__YOUR OBJECTIVE__
From the data below, return the exact lines starting at the line containing "Query: car roof" and ending at the line containing "Place a pin on every instance of the roadside", both included, and nothing else.

↓

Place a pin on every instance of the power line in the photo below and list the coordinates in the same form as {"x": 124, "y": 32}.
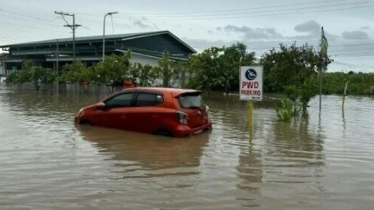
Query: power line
{"x": 263, "y": 9}
{"x": 219, "y": 11}
{"x": 73, "y": 27}
{"x": 266, "y": 15}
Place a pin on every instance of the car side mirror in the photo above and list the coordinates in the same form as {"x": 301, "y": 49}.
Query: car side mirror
{"x": 100, "y": 106}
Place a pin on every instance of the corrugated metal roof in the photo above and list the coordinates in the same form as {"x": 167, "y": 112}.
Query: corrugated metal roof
{"x": 85, "y": 39}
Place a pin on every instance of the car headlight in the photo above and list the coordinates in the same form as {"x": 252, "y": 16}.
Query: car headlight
{"x": 79, "y": 112}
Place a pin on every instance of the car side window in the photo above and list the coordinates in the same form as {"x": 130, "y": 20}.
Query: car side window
{"x": 120, "y": 101}
{"x": 148, "y": 99}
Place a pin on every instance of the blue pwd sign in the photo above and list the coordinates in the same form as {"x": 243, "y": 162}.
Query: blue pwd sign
{"x": 251, "y": 83}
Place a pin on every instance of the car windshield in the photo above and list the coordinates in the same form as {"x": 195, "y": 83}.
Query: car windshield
{"x": 191, "y": 101}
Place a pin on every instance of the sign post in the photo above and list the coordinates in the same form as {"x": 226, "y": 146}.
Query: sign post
{"x": 251, "y": 88}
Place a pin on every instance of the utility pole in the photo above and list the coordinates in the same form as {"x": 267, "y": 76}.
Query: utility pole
{"x": 109, "y": 13}
{"x": 73, "y": 27}
{"x": 57, "y": 56}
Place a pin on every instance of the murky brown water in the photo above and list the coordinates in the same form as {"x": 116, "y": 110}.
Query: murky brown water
{"x": 47, "y": 163}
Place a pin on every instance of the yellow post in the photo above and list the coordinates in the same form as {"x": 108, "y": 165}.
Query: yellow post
{"x": 250, "y": 120}
{"x": 345, "y": 93}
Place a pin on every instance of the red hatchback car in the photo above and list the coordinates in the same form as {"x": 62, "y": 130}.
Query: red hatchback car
{"x": 166, "y": 111}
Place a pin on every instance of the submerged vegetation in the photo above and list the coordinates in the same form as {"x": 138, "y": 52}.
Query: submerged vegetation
{"x": 291, "y": 70}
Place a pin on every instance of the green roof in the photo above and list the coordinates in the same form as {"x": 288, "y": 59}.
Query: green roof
{"x": 98, "y": 39}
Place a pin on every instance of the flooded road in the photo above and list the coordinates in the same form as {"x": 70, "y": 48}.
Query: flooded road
{"x": 323, "y": 163}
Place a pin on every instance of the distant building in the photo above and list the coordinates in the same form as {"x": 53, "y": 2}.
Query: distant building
{"x": 147, "y": 48}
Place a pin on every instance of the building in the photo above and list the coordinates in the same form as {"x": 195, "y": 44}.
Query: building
{"x": 147, "y": 48}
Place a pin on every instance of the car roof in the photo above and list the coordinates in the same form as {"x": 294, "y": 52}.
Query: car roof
{"x": 175, "y": 91}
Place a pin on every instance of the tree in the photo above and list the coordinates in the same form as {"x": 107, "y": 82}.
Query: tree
{"x": 114, "y": 68}
{"x": 293, "y": 69}
{"x": 77, "y": 72}
{"x": 37, "y": 75}
{"x": 217, "y": 68}
{"x": 165, "y": 69}
{"x": 146, "y": 74}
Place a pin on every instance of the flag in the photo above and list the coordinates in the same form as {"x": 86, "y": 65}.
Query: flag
{"x": 324, "y": 43}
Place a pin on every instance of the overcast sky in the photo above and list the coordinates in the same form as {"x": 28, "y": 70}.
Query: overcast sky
{"x": 261, "y": 25}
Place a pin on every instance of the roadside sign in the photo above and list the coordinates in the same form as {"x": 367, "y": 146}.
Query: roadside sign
{"x": 251, "y": 83}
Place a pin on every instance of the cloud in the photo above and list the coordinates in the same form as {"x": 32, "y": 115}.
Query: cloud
{"x": 352, "y": 35}
{"x": 365, "y": 27}
{"x": 252, "y": 33}
{"x": 144, "y": 23}
{"x": 311, "y": 26}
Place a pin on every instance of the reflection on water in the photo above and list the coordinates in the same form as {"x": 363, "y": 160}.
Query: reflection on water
{"x": 324, "y": 162}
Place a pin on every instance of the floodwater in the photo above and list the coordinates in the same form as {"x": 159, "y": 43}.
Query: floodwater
{"x": 322, "y": 163}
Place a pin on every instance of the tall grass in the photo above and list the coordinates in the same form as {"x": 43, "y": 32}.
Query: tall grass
{"x": 359, "y": 83}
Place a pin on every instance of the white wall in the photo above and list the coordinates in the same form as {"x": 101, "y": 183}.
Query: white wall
{"x": 144, "y": 60}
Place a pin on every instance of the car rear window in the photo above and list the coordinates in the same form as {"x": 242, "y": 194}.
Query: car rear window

↑

__SOLUTION FOR THIS PROBLEM__
Query: car roof
{"x": 175, "y": 91}
Place a pin on every instance of the tree in the photo above and list the coordinates in the same form as {"x": 107, "y": 82}.
Query: tree
{"x": 114, "y": 68}
{"x": 293, "y": 69}
{"x": 77, "y": 72}
{"x": 37, "y": 75}
{"x": 217, "y": 68}
{"x": 165, "y": 69}
{"x": 146, "y": 74}
Place a pin on every instance of the flag in the photo above and list the coordinates in the same form as {"x": 86, "y": 65}.
Query: flag
{"x": 324, "y": 43}
Place a pin on every instance of the overcast sky in the photo above and list the coordinates in the same form as {"x": 28, "y": 70}.
Query: overcast sky
{"x": 261, "y": 25}
Place a pin on every instance of the roadside sign in the photo above and list the coordinates in the same form as {"x": 367, "y": 146}.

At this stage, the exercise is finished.